WORK REQUIRED: Rescale the stretch from the start of the entries through the line "[(13, 5), (71, 15), (50, 22), (65, 1)]", requests included, multiplying each point coordinate in the answers by 0.65 and rounding to whole numbers, halves up. Keep the sample points in the requests unchanged and give only that stretch.

>> BEGIN

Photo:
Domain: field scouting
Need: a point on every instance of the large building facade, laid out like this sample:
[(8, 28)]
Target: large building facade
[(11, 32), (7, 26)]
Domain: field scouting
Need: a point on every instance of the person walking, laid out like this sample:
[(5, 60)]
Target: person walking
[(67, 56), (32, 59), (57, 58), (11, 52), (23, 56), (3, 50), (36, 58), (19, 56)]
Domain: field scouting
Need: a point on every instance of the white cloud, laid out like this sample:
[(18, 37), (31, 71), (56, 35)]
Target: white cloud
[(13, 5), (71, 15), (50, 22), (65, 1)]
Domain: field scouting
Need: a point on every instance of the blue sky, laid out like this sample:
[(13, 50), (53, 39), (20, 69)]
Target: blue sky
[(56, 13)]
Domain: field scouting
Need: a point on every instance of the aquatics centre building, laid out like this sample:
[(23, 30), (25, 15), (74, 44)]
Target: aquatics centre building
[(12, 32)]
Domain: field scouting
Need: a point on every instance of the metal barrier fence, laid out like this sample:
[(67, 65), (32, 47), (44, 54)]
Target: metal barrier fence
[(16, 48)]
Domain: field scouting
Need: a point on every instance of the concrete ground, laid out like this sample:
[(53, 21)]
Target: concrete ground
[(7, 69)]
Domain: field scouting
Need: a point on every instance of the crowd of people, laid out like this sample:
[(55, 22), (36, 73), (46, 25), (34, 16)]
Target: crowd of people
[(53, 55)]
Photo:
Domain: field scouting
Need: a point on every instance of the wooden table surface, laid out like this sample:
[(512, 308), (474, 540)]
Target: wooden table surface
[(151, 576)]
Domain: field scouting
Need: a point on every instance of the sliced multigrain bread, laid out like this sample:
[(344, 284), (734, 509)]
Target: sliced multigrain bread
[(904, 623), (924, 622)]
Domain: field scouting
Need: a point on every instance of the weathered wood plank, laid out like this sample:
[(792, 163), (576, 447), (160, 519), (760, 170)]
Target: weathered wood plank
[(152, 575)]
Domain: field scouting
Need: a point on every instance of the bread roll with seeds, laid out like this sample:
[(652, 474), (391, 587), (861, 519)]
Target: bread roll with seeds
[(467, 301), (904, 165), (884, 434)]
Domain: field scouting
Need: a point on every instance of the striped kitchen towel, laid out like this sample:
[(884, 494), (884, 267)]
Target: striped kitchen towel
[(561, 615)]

>> END

WRITTEN ANSWER:
Photo:
Domain: field scouting
Need: a point on every instance of the large building facade, laid out like this sample:
[(8, 28)]
Target: large building facade
[(7, 21), (5, 17)]
Domain: field scouting
Need: a point on every instance of the person walking, laid out like this sample:
[(5, 60)]
Target: person walking
[(44, 36), (21, 38), (37, 38), (7, 34), (15, 36), (2, 33), (23, 38), (12, 36)]
Domain: field scouting
Need: a point on every instance of the white cloud, laid out like this sample:
[(18, 37), (31, 71), (56, 35)]
Target: white cloud
[(8, 3), (46, 10), (33, 14), (42, 1)]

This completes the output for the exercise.